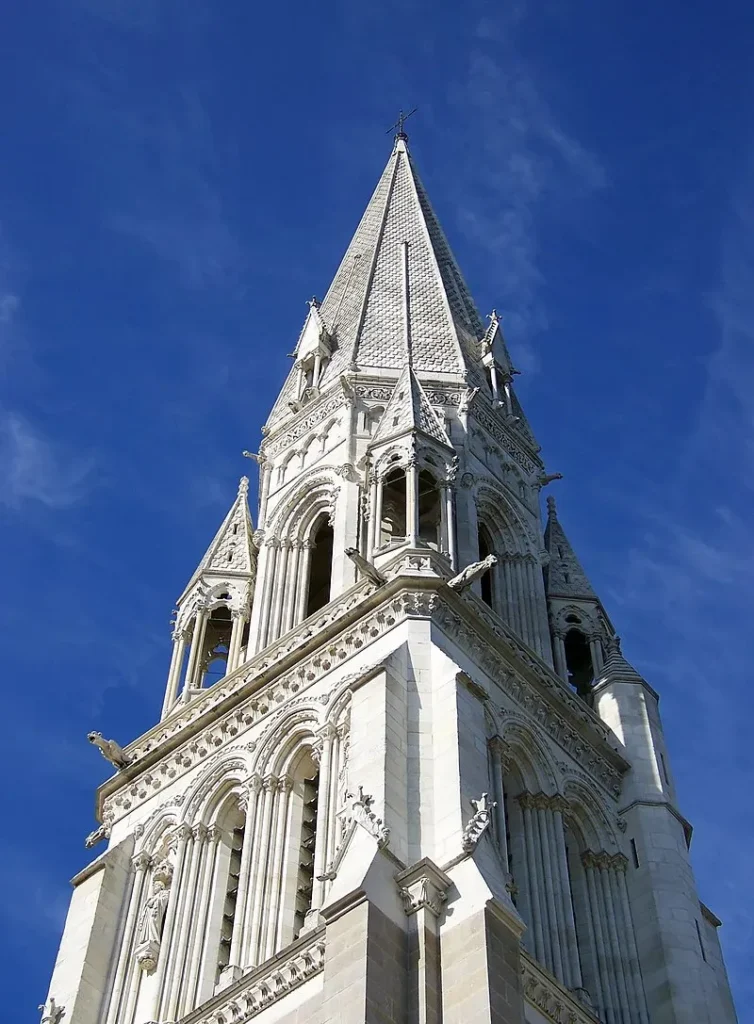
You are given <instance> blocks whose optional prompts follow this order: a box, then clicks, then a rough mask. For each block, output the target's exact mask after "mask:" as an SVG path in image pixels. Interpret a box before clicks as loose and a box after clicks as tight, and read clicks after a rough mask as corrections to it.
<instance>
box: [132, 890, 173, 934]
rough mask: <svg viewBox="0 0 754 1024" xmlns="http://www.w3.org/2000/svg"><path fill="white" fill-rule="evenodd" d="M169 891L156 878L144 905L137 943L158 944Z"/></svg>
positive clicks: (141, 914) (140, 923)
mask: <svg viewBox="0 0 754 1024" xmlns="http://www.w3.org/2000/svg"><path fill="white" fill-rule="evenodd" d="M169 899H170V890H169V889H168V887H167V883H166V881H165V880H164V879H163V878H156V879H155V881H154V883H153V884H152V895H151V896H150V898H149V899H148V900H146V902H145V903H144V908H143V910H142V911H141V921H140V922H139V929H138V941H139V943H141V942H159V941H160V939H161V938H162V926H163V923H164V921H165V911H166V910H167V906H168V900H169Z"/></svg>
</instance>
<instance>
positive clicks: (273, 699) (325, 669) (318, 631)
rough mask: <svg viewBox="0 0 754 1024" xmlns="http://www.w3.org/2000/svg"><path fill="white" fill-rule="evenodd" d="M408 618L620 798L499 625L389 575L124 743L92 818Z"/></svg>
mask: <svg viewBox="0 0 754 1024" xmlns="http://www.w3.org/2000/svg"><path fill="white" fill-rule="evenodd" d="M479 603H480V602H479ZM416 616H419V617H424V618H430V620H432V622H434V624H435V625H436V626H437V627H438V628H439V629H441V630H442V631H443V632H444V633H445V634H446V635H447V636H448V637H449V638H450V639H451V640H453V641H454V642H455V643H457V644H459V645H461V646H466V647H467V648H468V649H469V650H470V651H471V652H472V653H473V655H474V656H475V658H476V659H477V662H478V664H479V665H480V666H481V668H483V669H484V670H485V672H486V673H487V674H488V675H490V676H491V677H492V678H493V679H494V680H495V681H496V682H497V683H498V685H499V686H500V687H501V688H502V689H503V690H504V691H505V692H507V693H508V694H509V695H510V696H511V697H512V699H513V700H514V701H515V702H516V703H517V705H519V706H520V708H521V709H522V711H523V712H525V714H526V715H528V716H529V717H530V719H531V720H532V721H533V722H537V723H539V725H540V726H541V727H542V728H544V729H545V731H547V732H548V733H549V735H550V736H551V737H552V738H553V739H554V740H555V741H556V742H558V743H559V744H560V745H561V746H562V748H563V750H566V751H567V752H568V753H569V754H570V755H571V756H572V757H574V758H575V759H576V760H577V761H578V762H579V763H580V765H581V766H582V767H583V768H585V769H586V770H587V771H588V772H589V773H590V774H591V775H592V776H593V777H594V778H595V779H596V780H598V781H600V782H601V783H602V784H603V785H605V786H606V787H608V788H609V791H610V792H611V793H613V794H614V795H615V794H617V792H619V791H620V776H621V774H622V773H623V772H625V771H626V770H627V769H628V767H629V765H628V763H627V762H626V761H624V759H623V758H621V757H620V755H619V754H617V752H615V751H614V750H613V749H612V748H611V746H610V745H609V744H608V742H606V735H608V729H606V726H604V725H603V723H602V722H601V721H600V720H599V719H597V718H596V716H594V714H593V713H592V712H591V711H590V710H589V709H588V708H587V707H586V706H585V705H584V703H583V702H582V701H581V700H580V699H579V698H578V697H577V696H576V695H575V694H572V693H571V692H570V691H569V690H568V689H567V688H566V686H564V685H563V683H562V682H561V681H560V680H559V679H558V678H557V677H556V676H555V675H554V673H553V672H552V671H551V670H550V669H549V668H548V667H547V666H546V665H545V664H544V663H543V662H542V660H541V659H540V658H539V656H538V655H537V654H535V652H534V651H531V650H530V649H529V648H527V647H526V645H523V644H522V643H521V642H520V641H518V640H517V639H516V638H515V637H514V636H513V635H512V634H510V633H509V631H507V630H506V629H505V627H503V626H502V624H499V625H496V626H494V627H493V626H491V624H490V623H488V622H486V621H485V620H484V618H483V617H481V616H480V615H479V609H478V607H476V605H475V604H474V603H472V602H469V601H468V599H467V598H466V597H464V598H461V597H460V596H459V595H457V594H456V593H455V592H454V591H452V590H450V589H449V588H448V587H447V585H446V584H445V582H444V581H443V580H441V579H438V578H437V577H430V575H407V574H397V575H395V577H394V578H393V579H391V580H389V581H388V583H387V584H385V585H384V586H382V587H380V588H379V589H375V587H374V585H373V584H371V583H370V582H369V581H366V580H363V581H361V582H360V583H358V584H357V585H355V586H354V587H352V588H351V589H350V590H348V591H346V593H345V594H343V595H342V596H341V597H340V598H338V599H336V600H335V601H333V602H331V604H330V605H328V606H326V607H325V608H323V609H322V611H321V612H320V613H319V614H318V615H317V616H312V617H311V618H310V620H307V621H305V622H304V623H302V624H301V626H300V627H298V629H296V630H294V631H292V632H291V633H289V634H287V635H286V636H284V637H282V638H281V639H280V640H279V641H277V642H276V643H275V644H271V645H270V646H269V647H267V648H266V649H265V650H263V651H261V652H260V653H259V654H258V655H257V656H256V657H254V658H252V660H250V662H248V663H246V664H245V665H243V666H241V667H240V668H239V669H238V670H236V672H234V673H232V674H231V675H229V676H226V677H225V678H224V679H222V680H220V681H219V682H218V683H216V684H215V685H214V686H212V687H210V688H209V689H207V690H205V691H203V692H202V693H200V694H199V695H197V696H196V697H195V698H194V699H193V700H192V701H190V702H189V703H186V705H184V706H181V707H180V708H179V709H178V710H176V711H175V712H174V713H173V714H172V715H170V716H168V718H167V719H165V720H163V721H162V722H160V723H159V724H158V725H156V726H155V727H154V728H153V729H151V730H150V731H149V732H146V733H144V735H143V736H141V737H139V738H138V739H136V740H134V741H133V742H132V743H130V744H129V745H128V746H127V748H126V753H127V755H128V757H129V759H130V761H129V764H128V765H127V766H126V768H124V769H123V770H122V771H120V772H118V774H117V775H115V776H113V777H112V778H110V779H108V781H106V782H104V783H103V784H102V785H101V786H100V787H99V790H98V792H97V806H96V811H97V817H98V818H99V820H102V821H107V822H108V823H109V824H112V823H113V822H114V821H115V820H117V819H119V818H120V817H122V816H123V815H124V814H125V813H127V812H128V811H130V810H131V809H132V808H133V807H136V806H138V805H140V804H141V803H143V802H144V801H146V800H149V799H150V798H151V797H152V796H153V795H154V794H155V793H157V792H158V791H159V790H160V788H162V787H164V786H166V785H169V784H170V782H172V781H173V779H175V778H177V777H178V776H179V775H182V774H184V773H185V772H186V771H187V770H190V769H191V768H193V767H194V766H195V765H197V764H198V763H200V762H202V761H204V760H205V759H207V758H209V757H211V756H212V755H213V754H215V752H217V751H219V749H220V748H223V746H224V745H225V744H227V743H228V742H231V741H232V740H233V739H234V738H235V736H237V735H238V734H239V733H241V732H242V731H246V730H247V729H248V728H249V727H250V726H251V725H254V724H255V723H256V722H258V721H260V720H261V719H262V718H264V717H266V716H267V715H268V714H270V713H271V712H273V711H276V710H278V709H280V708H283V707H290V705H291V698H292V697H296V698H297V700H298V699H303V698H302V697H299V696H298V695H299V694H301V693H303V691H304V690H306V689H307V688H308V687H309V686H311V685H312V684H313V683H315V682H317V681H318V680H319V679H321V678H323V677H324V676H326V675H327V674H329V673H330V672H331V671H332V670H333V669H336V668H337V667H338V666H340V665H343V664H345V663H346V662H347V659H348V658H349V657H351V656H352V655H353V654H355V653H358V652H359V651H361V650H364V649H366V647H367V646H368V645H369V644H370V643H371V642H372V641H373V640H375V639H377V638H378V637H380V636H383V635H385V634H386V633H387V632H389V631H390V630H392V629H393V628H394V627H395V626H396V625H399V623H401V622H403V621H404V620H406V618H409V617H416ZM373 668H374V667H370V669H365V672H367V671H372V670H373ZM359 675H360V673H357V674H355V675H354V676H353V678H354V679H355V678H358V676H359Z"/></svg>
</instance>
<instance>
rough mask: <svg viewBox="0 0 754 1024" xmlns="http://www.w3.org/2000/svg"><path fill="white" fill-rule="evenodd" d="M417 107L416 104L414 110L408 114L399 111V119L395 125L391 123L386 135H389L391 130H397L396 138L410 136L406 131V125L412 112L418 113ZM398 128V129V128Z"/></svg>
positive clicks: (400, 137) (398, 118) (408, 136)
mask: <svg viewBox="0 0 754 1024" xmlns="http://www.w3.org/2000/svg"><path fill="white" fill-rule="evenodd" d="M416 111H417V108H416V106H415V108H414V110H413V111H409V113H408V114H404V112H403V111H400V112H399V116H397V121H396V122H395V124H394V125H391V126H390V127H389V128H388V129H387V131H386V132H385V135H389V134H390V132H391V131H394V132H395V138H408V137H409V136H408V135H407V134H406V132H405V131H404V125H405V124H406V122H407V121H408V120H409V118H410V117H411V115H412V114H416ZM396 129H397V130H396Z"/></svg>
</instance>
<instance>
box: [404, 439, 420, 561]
...
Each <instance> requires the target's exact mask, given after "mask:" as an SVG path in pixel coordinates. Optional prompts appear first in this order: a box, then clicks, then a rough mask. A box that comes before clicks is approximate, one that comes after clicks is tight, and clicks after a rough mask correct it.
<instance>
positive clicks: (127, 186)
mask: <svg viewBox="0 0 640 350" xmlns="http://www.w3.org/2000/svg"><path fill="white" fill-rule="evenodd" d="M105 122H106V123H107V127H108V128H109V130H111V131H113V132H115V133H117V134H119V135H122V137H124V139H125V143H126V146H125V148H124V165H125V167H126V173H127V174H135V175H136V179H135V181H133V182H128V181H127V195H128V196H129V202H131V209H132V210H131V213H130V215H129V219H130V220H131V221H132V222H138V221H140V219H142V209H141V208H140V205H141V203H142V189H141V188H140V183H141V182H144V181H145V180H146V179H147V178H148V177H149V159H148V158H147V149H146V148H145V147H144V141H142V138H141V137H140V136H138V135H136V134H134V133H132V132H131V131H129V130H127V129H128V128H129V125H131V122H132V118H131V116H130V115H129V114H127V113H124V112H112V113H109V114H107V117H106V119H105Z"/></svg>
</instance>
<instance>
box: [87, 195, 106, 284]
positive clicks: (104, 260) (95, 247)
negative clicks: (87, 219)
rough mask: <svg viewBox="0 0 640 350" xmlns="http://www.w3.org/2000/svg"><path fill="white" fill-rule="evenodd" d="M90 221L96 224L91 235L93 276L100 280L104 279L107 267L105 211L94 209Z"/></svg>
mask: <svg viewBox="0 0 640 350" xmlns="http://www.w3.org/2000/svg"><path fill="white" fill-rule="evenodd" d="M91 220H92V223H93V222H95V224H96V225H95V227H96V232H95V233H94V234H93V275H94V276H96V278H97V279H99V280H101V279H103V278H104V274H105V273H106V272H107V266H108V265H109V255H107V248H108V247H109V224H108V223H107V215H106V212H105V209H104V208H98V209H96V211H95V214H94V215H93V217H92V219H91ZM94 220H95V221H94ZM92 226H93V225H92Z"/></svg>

= ACTIVITY =
Select each line of the records above that contains the word "order", and reproduce those lines unchanged.

= FINISHED EXERCISE =
You are given <instance> blocks whose optional prompts follow this order: a box, then clicks, then a rough mask. For each block, output the target's exact mask after "mask:" as an SVG path in image pixels. Interpret a box before clicks as loose and a box after clicks as tight, and read clicks after a rough mask as corrections to it.
Each <instance> requires the target's exact mask, given after "mask:" as an SVG path in pixel coordinates. Optional prompts appear first in this order: a box, then clicks, then a rough mask. A box that comes before clicks is approximate, one that comes after clicks is tight, and clicks after a rough mask correct it.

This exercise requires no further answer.